• **A series of records**:
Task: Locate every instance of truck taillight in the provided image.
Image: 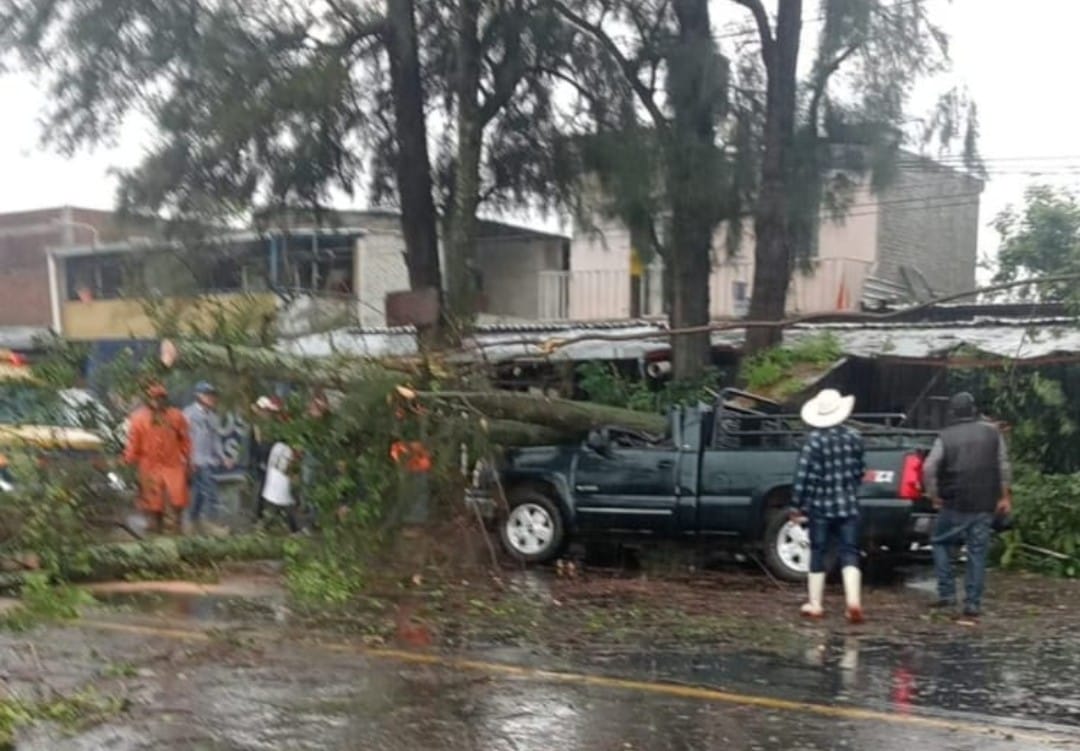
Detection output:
[900,454,922,500]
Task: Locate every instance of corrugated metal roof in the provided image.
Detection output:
[283,318,1080,362]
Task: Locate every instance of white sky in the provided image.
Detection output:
[0,0,1080,264]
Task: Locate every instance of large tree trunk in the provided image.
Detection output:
[743,0,802,354]
[666,0,720,380]
[446,0,484,326]
[387,0,442,319]
[167,341,667,443]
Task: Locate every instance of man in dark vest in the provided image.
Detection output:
[922,392,1012,618]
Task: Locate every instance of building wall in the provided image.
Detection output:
[356,213,564,326]
[0,209,110,326]
[355,228,409,326]
[877,163,982,295]
[476,237,564,320]
[60,294,278,341]
[565,219,631,321]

• **What to produce**: Rewrite every line of the records above, including the requests, and adjust each bounding-box coordinate in the detection output by -38. Leave out the picture lines.

• **Solution**:
Task: Locate every instance of truck taillight in the provided image.
Image: 
Detection output:
[862,416,884,462]
Task: Locate every instance of corrugated metal roof in the provided image.
Detection output:
[245,280,1042,324]
Task: Locate every instance of white sky in the provided image.
Detection output:
[-38,-38,1042,226]
Task: Locate every instance of large tree trunk in the provided image.
Detection output:
[705,-38,764,316]
[628,-38,682,342]
[408,-38,446,288]
[349,-38,404,281]
[129,303,629,405]
Task: Locate every instance of man in dark vest in the provided image.
Detection output:
[884,354,974,580]
Task: Locate every instance of building wall in the provided image.
Detection output:
[318,175,526,288]
[-38,171,72,288]
[317,190,371,288]
[839,125,944,257]
[438,199,526,282]
[22,256,240,303]
[527,181,593,283]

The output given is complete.